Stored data
*** Block opens ***
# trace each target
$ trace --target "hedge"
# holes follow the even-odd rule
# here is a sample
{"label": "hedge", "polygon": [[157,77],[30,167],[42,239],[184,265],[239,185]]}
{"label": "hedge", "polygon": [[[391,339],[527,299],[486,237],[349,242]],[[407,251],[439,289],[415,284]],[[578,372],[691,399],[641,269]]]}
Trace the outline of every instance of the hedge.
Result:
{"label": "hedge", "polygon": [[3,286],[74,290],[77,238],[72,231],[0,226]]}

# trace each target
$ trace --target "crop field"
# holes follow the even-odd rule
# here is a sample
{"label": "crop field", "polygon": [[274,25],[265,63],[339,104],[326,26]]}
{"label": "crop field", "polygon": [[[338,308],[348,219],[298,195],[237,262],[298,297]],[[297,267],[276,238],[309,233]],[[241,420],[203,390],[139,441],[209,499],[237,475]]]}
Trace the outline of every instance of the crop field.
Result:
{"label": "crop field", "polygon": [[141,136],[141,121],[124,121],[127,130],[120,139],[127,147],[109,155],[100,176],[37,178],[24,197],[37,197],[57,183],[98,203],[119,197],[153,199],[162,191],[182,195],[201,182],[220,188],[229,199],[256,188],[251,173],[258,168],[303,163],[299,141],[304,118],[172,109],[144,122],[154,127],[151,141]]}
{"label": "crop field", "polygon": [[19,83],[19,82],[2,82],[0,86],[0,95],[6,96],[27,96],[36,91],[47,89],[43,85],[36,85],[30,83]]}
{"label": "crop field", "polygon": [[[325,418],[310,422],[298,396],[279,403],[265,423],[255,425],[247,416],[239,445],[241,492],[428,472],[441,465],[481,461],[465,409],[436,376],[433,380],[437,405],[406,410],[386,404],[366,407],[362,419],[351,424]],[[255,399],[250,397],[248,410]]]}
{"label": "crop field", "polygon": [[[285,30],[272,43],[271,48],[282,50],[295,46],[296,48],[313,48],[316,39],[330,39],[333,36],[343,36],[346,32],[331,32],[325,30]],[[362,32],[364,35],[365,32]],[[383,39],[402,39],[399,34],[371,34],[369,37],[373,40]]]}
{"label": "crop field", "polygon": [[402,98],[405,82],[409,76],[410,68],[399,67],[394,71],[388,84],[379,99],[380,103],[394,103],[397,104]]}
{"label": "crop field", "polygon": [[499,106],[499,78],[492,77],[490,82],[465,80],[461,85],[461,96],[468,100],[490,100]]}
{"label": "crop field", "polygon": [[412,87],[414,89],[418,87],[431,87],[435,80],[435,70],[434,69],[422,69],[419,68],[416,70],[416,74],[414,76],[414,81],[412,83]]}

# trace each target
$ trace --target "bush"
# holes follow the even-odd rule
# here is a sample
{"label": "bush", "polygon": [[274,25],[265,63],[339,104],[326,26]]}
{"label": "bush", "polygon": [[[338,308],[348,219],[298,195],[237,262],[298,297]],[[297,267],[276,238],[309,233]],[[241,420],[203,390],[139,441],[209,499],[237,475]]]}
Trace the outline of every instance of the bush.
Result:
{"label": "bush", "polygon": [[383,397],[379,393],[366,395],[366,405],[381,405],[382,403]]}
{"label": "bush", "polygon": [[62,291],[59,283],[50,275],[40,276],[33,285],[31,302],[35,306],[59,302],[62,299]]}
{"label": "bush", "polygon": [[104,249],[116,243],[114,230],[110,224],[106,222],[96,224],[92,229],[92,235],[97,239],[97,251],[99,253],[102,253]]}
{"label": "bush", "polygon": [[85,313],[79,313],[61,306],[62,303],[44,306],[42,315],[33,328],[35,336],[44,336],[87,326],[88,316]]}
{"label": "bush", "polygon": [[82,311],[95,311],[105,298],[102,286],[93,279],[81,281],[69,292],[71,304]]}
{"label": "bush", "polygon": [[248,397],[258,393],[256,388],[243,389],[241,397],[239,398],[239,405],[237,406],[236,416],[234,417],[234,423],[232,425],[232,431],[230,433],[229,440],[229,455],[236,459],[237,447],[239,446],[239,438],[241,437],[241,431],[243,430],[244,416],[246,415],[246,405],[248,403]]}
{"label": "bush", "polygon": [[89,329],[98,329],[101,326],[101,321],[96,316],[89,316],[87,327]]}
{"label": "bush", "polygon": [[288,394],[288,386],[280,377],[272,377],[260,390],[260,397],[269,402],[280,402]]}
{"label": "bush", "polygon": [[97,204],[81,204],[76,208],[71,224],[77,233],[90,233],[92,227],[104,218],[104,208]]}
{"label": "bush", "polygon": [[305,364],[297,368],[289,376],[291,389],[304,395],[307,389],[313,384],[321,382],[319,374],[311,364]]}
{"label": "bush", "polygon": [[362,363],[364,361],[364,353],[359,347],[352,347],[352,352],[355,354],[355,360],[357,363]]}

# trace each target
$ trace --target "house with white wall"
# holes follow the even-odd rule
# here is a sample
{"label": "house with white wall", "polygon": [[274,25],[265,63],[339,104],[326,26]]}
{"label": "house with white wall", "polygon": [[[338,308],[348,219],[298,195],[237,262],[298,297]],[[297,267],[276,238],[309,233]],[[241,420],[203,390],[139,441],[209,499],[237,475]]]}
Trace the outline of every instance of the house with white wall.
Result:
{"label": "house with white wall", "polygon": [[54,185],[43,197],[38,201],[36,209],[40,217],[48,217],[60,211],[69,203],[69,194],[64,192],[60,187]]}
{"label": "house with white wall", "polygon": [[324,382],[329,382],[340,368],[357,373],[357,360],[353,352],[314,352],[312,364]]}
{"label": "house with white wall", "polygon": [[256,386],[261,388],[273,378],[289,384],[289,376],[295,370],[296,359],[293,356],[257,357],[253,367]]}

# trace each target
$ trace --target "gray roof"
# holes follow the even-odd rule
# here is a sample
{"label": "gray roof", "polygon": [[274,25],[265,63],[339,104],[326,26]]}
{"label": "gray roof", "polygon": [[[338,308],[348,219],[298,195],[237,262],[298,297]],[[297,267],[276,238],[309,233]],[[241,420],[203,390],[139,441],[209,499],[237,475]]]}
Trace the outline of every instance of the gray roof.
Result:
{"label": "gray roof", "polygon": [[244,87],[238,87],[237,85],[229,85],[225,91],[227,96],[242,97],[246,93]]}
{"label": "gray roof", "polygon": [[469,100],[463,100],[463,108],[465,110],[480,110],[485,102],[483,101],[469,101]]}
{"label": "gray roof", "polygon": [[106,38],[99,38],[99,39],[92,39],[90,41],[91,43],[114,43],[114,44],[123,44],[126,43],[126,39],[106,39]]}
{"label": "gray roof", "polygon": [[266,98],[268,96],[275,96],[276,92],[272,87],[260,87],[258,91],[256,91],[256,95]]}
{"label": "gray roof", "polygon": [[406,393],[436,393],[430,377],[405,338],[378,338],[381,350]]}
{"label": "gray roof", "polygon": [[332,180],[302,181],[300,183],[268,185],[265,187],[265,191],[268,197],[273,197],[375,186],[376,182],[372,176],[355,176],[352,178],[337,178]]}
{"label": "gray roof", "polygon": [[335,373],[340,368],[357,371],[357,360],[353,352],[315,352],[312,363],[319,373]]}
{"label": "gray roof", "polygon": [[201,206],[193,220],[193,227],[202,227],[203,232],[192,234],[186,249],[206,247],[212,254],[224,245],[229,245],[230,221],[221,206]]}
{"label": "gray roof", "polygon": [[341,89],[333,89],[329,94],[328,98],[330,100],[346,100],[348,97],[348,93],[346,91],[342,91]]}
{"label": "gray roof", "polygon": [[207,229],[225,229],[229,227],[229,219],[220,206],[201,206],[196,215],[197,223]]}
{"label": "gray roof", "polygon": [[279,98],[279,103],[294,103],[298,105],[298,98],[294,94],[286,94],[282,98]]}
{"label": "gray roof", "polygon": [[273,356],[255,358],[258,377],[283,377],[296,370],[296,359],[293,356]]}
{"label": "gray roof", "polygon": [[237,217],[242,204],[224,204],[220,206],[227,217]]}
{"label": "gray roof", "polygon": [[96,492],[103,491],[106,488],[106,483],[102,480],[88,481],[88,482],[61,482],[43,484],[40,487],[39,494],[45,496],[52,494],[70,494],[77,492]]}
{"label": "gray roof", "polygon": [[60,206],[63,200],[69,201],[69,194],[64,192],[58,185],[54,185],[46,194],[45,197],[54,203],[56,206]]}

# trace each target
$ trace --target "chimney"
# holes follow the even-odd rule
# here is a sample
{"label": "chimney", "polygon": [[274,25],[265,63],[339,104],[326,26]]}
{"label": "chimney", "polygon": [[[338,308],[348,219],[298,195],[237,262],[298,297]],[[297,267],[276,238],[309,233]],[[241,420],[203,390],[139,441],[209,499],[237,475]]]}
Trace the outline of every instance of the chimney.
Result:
*** Block closes ***
Work request:
Restate exactly, and only, every line from the one that contains "Trace the outline of every instance of the chimney." through the last line of the records.

Response to this exercise:
Trace the outline of every instance of the chimney.
Result:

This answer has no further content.